> Records provided
****************************************
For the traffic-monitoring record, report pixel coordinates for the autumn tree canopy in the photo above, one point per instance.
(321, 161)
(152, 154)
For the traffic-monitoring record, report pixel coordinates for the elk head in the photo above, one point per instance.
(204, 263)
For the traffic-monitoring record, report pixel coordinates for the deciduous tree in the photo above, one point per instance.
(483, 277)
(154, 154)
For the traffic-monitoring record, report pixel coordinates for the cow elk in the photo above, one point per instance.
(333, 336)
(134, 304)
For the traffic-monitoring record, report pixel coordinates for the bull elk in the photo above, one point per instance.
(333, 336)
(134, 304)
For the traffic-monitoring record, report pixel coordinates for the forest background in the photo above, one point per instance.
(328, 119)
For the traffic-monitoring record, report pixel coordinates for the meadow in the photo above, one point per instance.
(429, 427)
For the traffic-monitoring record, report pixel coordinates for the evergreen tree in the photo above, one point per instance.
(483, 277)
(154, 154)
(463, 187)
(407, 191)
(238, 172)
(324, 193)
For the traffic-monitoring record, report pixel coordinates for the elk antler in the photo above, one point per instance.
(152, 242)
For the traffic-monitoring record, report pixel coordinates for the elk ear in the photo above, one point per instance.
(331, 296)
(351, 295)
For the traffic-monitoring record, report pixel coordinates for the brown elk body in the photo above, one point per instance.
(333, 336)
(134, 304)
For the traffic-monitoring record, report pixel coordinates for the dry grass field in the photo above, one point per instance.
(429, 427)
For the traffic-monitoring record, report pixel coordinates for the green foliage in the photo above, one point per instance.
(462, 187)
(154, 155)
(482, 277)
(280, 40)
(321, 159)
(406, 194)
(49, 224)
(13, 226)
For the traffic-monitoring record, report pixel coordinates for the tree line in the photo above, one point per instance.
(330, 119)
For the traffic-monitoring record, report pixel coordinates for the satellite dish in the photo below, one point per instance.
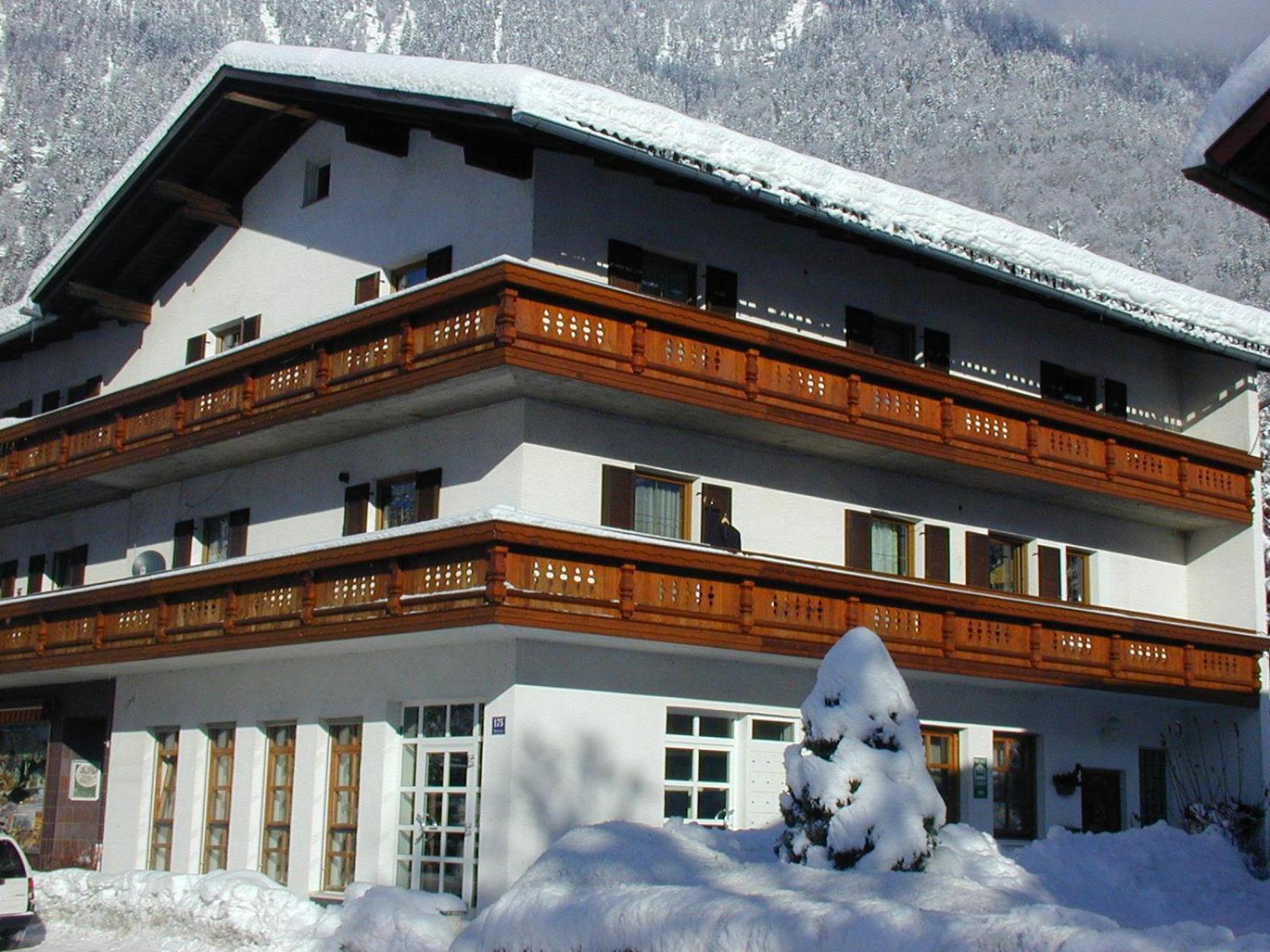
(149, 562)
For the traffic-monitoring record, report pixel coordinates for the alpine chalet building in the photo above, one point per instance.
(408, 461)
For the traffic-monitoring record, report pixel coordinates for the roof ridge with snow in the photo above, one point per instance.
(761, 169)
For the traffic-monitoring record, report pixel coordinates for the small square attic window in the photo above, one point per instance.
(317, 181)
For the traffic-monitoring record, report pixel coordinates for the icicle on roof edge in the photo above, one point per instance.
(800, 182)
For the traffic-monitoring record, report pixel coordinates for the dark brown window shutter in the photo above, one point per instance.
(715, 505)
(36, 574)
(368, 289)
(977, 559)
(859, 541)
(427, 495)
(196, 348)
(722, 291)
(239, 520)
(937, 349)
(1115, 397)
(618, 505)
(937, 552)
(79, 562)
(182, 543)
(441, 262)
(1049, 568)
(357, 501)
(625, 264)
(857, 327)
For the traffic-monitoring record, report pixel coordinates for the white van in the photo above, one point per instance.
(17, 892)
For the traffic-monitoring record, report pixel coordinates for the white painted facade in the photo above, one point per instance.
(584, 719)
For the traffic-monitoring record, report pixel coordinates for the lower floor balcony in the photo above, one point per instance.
****************************************
Revise all of the material above so that "pixel coordinates" becomes "image coordinates" wherever it appears, leaving everything else unchanged. Omit the pictures from your answer.

> Finished exercise
For the traffic-monitoring record, report image coordinates for the autumn tree canopy in the photo above, one point per instance.
(321, 161)
(152, 154)
For the traffic-monitoring record, report image coordinates for the elk head in the photo above, one point per instance.
(204, 263)
For the traffic-monitoring record, report image coordinates for the deciduous tree in the photo above, one point per instance.
(483, 277)
(154, 154)
For the traffic-monitoring record, report image coordinates for the cow elk in the photo above, one point per instance.
(333, 336)
(134, 304)
For the traffic-monitoring record, report image coordinates for the bull elk in the photo above, one point per instance.
(333, 336)
(134, 304)
For the traffic-monitoring record, report image coordinates for the forest background in the photo above, one point per instance.
(328, 119)
For the traffic-monitoring record, report image coordinates for the meadow in the photo above, one point per instance.
(429, 427)
For the traffic-monitoring record, report image coordinates for the evergreen tree in the photo above, one point per instance.
(483, 277)
(154, 154)
(463, 187)
(407, 191)
(238, 172)
(324, 193)
For the traffic-monitoring record, report image coordinates for the elk antler in the photo above, one point per instance.
(152, 242)
For the traffic-monitoring record, report image coordinates for the elk ear in the photo above, one point per instance.
(331, 296)
(351, 295)
For the traffic-monitoring record, report image coordinates for the brown elk body in the photo above, one point per instance.
(333, 336)
(134, 304)
For the traffic-monitoring record, report image coordinates for the dry grass field in the photo above, one point per instance.
(429, 427)
For the traffic-monitoring record, report image coordinates for the green foliage in the photo above, one point per instance.
(462, 187)
(154, 155)
(482, 277)
(280, 40)
(321, 159)
(406, 194)
(49, 224)
(13, 226)
For the traffic-monitoring record, report image coordinates for the tree line in the photo above, one point per instance.
(330, 119)
For the traffic-monitoring record, report image coordinates for the satellite dish in the photo below, one point per instance.
(149, 562)
For the traffic-monitoring record, report image coordinates for the alpine chalet building in the photo above, one point per instance.
(408, 461)
For the traffic-monitoring record, report image coordinates for the roof ridge with snow in the photo above, one point per instance.
(761, 169)
For the traffic-monitoring record, report image coordinates for the small square attic window in the photo above, one point per instance.
(317, 181)
For the traffic-monitoring record, report image coordinates for the icicle on roof edge in the photo above, one point per instance.
(800, 182)
For the traffic-monitoring record, report image coordinates for the dark brown window shutter in the photo above, one point per instance.
(715, 505)
(36, 574)
(368, 289)
(977, 559)
(859, 541)
(427, 495)
(196, 348)
(722, 291)
(239, 520)
(937, 349)
(1115, 397)
(618, 505)
(937, 552)
(79, 562)
(182, 543)
(441, 262)
(1049, 568)
(357, 501)
(625, 264)
(857, 327)
For the traffic-monitoring record, report image coordinates for the white van in the photo above, one point per instance.
(17, 892)
For the traffic-monitoring record, report image coordinates for the white painted facade in the photo above, one point per instance.
(584, 719)
For the traffic-monitoring record, report image coordinates for the lower floor balcony in the photo above, one point per instance.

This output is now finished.